Pre-university students sit in elementary school desks

Due to Cuba's current situation, pre-university students have been sent back to their home areas and now attend nearby elementary or middle schools, hampered by transport shortages and lack of specialized teachers. Author Fabiana del Valle recounts how her daughter, meant to study chemical formulas and equations, must sit in small desks with younger children in a rural school. The policy highlights disparities in educational access between urban and rural regions.

In a diary entry published by Havana Times on March 1, 2026, Fabiana del Valle details Cuba's escalating crisis impacting education. Blackouts multiply like biblical plagues, fuel shortages persist, and public transport is nearly absent, forcing boarding school students to return home. Officials assumed pre-university students would attend nearby centers, but transport scarcity makes even five-kilometer trips impossible.

As a 'brilliant solution,' authorities allow attendance at the nearest school, regardless of whether it is elementary or middle level. Del Valle depicts the absurd scene: pre-university teenagers squeezed into small, rickety desks, awaiting a specialized teacher who never arrives, while one instructor handles third through sixth grades simultaneously. 'My daughter should focus on chemical formulas, cells, and equations, but instead she must attend her small rural school,' writes the author.

The policy is not applied evenly: children in cities and towns continue classes and assessments at their regular centers. Del Valle questions whether this regresses rural areas toward illiteracy and stresses that education is a universal right. She fears her daughter's future is being dismantled 'piece by piece,' without basic opportunities or tools to navigate a world unforgiving of improvisation.

Officials introduce 'provisional measures' that, per Del Valle, often become permanent. Amid gasoline shortages—6,000 pesos per liter, about 12 USD—and bicycles emerging as status symbols, the educational regression alarms more than rising prices for rice or oil. 'I don't want my daughter to survive blackouts as if they were seasons of the year; I want her to truly learn science,' she concludes, resolute against an uncertain future.

● **EXERCISE**
Please retype the stretch of the Cuba schools piece from "The policy is" through "an uncertain future." word for word.

● **DATA FOR REVIEW**

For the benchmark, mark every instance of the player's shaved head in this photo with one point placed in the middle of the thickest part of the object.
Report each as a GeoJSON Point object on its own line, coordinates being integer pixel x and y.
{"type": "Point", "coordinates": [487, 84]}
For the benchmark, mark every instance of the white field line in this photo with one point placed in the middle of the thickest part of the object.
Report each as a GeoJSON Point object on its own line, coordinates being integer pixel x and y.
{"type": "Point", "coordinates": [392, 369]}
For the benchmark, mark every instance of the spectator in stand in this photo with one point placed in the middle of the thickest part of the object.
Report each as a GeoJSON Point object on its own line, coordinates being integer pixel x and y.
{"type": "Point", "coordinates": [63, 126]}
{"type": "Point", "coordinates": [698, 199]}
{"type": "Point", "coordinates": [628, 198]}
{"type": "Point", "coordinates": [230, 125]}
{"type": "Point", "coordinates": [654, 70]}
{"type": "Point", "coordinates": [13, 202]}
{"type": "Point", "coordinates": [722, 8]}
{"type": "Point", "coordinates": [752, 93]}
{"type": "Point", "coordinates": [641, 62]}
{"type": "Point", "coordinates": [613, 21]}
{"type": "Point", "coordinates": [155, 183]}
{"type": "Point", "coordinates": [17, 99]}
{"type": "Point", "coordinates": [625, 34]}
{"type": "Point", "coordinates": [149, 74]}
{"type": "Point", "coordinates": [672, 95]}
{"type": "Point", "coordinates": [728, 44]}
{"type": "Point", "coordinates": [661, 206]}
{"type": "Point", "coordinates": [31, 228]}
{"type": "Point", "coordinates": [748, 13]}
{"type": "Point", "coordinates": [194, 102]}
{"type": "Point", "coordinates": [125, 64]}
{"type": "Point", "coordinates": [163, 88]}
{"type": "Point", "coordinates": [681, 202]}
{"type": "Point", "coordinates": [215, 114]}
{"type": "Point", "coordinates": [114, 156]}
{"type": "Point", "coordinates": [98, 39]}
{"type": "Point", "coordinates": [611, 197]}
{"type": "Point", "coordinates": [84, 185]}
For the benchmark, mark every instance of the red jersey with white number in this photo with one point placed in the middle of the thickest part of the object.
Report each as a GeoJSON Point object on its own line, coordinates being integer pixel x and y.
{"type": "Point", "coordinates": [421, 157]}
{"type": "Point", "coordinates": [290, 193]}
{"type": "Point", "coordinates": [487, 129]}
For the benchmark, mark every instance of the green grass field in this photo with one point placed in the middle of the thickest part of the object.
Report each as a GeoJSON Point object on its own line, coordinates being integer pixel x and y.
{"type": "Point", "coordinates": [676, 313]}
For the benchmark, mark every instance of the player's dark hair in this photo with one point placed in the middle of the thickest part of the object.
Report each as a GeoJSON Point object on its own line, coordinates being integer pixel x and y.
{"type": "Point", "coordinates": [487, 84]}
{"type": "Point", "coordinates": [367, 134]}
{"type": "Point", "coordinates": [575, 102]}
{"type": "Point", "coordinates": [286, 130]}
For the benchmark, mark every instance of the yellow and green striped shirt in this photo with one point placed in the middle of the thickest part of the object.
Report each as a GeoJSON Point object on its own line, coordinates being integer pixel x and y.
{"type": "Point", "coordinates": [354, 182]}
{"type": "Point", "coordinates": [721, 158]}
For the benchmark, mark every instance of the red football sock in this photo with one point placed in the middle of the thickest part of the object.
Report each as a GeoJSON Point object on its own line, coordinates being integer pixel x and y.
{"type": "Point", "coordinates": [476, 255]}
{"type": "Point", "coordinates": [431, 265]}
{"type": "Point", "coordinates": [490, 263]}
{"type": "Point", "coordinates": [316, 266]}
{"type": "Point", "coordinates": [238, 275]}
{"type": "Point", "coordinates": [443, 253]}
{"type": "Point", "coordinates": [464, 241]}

● **ANSWER TO THE EXERCISE**
The policy is not applied evenly: children in cities and towns continue classes and assessments at their regular centers. Del Valle questions whether this regresses rural areas toward illiteracy and stresses that education is a universal right. She fears her daughter's future is being dismantled 'piece by piece,' without basic opportunities or tools to navigate a world unforgiving of improvisation.

Officials introduce 'provisional measures' that, per Del Valle, often become permanent. Amid gasoline shortages—6,000 pesos per liter, about 12 USD—and bicycles emerging as status symbols, the educational regression alarms more than rising prices for rice or oil. 'I don't want my daughter to survive blackouts as if they were seasons of the year; I want her to truly learn science,' she concludes, resolute against an uncertain future.